▶ [Work required]
Recast all of the material below as a numbered list, omitting blank lines and leaving out the pictures.

Extracted records
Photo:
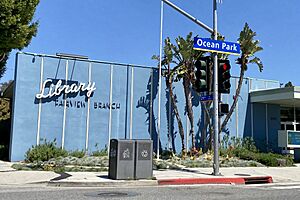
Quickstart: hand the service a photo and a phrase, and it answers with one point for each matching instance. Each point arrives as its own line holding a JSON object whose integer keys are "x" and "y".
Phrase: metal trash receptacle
{"x": 143, "y": 159}
{"x": 121, "y": 159}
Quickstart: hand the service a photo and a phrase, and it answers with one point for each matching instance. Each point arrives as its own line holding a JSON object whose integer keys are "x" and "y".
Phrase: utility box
{"x": 143, "y": 159}
{"x": 121, "y": 159}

▶ [Task response]
1. Photo:
2. Quickstart: hand the service a photo and a phrase, and it answers with one point for each matching instance. Each point arrives as its own line holding a JSON object whose integer keys are "x" and "y".
3. Phrase: metal trash receptacle
4. {"x": 143, "y": 159}
5. {"x": 121, "y": 159}
6. Quickstart: hand the service a photo and a phrase, and it answers with one point for each matching instance. Each point arrives as its own line holding a JSON object whose integer keys are "x" and "y".
7. Phrase: utility box
8. {"x": 143, "y": 159}
9. {"x": 121, "y": 159}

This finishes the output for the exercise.